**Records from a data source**
****************

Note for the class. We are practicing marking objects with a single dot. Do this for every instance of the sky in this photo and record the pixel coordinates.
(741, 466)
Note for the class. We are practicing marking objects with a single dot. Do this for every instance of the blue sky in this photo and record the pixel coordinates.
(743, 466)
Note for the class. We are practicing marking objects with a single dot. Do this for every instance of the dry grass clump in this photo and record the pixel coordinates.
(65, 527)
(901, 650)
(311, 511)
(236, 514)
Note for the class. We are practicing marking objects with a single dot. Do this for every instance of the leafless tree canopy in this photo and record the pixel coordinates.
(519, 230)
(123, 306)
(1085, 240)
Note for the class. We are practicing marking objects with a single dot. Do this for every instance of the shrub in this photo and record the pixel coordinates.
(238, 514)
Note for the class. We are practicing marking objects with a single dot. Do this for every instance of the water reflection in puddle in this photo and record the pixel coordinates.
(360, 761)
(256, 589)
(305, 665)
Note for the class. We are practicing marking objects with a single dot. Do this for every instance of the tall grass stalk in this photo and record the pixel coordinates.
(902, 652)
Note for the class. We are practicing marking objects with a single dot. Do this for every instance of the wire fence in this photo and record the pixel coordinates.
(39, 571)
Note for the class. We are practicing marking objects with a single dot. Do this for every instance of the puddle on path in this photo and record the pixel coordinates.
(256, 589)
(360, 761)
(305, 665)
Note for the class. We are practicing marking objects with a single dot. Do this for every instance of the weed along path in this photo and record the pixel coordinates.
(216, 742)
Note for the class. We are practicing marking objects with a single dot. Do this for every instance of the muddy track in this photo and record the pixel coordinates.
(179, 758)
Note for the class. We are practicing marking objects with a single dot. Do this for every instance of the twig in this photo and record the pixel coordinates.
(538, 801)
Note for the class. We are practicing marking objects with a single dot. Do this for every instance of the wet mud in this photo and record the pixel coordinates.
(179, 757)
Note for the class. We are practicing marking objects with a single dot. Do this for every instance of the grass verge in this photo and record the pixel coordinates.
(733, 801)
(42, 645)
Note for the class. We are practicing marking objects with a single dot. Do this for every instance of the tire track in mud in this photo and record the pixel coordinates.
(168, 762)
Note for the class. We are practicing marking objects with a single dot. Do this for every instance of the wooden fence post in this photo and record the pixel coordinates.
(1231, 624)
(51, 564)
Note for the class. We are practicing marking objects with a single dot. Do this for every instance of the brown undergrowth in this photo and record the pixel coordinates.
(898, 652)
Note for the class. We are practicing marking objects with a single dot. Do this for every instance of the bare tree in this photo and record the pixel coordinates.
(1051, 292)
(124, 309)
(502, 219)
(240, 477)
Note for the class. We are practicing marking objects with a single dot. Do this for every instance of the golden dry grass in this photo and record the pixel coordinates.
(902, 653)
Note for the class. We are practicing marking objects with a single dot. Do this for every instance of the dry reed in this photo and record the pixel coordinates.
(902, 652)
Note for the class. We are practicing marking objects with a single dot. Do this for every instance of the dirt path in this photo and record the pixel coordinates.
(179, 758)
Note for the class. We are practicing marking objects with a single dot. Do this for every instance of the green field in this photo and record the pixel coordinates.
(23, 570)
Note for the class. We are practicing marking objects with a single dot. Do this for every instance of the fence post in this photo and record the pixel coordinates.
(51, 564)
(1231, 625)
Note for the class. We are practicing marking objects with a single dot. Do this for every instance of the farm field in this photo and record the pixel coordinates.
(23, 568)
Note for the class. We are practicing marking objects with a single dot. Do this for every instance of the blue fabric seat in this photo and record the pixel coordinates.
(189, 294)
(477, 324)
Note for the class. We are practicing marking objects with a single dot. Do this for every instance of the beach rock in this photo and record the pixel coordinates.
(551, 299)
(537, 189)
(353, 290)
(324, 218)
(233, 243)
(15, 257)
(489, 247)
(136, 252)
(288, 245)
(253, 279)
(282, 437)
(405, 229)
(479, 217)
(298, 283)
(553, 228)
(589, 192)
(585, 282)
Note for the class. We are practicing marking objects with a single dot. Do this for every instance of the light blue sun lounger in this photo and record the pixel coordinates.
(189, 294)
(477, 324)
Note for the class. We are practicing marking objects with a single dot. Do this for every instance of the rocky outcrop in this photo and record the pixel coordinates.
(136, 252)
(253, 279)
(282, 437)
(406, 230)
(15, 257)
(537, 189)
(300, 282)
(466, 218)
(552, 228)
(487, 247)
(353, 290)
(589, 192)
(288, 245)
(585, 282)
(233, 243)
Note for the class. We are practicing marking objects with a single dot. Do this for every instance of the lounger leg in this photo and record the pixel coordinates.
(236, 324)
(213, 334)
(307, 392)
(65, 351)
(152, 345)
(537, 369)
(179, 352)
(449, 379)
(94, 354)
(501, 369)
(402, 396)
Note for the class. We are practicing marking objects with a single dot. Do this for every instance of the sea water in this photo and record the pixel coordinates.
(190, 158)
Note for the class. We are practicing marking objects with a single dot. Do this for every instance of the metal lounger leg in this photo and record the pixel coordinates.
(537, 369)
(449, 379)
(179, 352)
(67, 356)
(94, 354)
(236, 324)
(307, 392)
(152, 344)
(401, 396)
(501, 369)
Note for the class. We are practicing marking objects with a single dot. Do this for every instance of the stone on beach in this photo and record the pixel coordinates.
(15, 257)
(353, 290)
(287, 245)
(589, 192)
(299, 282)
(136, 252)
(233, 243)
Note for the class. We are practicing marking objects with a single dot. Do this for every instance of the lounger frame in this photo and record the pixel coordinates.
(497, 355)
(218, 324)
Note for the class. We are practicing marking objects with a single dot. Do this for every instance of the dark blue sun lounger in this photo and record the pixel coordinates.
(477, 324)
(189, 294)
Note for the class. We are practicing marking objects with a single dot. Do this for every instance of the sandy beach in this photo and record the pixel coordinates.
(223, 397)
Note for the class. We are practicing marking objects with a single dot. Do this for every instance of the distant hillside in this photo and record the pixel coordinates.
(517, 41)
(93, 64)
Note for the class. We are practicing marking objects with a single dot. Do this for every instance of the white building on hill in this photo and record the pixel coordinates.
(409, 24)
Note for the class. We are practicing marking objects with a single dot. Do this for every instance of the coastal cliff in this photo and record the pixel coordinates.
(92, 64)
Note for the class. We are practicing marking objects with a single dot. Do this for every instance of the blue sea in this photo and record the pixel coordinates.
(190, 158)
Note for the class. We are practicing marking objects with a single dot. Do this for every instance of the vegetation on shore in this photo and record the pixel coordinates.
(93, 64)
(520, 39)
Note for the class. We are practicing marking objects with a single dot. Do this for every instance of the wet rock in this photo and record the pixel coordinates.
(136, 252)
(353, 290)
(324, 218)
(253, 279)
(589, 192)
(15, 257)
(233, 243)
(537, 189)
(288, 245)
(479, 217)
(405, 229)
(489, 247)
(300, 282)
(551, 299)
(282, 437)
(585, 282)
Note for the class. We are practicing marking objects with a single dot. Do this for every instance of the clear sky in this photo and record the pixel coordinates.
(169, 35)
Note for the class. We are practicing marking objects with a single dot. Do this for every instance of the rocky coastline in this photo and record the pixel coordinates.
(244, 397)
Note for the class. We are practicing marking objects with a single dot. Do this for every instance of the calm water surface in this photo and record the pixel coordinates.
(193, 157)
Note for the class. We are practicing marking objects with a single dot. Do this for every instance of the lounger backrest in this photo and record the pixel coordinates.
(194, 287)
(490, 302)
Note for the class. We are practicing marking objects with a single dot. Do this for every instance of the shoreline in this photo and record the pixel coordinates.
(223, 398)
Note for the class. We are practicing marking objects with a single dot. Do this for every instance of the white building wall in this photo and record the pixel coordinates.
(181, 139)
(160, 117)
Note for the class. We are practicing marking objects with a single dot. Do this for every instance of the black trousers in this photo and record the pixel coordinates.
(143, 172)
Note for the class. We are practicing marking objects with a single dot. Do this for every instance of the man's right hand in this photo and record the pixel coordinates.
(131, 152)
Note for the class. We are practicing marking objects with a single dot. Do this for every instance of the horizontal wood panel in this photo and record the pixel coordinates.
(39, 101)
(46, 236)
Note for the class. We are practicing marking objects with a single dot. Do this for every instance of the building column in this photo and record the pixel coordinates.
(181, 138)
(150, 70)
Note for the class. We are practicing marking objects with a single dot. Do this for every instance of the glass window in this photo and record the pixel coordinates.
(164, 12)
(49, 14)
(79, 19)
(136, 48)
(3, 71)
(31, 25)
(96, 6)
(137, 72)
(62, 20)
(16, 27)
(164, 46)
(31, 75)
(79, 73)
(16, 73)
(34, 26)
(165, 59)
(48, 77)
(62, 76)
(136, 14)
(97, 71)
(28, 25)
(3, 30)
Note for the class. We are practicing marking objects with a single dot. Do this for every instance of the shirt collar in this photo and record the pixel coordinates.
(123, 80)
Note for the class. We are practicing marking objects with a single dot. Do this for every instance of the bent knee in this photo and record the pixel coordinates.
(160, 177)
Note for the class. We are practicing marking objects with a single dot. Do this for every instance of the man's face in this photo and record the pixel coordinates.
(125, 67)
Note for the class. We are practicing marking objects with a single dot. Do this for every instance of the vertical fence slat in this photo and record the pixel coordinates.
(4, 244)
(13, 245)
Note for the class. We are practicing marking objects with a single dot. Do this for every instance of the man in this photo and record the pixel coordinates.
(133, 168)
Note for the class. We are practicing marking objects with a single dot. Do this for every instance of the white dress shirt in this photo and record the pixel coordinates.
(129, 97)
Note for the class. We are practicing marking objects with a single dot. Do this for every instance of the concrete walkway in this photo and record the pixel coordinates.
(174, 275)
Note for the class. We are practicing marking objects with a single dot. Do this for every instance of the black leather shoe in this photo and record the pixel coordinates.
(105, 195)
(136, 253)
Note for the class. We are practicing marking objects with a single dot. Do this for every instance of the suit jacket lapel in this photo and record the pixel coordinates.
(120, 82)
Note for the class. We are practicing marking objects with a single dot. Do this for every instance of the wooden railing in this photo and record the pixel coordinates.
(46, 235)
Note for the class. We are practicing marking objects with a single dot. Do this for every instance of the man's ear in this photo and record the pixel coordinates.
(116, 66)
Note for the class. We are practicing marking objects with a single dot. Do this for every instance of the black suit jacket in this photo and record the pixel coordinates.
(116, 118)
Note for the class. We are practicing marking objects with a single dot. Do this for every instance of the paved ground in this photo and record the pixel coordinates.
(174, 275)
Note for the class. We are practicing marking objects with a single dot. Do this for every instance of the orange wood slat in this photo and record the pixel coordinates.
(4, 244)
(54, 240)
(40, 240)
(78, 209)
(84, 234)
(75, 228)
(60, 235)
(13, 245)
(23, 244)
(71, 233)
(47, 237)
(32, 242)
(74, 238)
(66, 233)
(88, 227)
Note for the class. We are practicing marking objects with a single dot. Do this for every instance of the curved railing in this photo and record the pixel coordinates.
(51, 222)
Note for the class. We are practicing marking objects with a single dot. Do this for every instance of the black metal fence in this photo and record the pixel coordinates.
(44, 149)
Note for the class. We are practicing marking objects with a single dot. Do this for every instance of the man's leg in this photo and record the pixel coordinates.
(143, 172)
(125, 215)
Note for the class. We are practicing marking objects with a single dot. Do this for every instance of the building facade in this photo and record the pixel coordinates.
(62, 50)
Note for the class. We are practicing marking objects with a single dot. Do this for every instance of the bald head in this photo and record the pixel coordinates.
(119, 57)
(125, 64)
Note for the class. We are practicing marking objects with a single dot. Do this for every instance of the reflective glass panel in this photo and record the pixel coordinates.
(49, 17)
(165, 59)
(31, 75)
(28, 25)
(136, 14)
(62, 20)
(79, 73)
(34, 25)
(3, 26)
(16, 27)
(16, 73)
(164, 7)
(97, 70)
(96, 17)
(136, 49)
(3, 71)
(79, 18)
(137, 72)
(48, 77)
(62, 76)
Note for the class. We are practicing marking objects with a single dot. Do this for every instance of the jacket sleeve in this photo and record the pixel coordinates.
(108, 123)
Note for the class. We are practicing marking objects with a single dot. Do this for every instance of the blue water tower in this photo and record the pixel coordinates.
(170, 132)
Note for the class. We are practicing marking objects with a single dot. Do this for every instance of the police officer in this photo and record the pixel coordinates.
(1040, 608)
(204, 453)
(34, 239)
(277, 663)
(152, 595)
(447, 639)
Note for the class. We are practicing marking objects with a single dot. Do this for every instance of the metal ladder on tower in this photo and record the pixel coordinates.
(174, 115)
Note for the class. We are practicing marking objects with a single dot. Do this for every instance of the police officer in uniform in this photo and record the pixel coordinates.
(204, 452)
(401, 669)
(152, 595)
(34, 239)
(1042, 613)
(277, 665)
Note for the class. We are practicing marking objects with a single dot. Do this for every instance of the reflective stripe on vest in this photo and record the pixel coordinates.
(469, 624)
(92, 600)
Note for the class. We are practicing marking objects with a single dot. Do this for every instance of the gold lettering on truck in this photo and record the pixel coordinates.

****************

Every line from the one holding "officer in this" through the final line of the listing must be echoed exactly; leave out all other lines.

**Finished exercise**
Note for the class. We are practicing marking objects with a single dot. Do this for every instance of the police officer in this photo and record the pixel coordinates.
(1040, 608)
(204, 453)
(34, 239)
(277, 663)
(152, 595)
(447, 639)
Note for the class. We are practicing marking objects with a single dot. Do this for every instance of the metal ladder on tower in this photo and record the pixel coordinates.
(174, 115)
Note for the class. We are practicing marking objects with a single dot. Do this for every instance of the police officer in uniform in this photo and record the pixel coordinates.
(204, 452)
(401, 669)
(152, 595)
(34, 239)
(1042, 613)
(277, 665)
Note for the class. We are practicing marking objects with a single dot. Do this for every instance of the reflective stripe on vest in this photo and record the pixel coordinates.
(469, 624)
(92, 600)
Note for the class. We are practicing marking objects with a single dot. Do this for every instance of the gold lettering on truck in this photo and record the pixel coordinates.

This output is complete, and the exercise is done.